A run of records
=-=-=
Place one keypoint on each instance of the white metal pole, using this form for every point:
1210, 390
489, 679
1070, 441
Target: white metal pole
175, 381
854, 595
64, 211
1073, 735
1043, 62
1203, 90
=-=-=
-- GIVEN TASK --
Could you rewrite the material with "white metal pole" switched to "gray metal pole" wherever it occurs, keeping everything else the same?

-- WRITTEN ANSWER --
Place one keypoint on each instance of the gray metal pole, using this form for every point:
1210, 390
489, 679
1070, 441
Target: gray metal pole
175, 381
854, 595
64, 211
1073, 735
1043, 62
1203, 90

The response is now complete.